• Task statement: Select every line of the data that contains the word "stone", and copy each of those lines.

• Data lines:

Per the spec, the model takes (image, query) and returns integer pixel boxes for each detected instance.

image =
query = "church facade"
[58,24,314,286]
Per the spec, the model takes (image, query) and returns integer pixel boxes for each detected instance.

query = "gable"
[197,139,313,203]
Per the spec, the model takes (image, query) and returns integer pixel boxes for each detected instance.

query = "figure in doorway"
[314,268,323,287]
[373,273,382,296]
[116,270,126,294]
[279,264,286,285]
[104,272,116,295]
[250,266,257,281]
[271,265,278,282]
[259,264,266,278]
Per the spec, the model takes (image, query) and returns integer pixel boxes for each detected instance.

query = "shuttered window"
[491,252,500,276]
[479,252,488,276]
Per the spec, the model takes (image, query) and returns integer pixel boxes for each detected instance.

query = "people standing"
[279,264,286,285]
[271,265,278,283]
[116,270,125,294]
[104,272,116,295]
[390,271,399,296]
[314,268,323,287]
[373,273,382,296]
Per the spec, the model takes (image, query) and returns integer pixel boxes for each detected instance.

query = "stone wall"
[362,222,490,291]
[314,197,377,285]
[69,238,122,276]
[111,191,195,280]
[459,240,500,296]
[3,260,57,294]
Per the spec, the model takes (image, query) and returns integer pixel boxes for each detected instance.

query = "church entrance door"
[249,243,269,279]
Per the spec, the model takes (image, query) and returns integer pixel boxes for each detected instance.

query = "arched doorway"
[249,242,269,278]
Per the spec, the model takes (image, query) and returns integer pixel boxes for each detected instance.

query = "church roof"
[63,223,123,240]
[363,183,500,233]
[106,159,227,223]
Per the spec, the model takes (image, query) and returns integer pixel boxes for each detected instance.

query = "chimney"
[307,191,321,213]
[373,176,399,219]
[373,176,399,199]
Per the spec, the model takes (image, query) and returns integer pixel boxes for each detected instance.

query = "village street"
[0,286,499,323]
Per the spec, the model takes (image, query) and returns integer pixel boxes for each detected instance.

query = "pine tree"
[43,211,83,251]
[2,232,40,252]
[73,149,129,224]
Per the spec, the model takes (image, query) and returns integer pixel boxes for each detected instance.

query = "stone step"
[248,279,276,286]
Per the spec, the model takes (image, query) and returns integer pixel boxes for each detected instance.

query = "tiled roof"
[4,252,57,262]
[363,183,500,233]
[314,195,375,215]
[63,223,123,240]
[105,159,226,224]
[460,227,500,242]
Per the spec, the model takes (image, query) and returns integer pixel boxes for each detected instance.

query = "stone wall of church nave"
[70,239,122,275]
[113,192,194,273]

• Answer for the task:
query = "stone wall"
query = "stone step"
query = "stone wall of church nave"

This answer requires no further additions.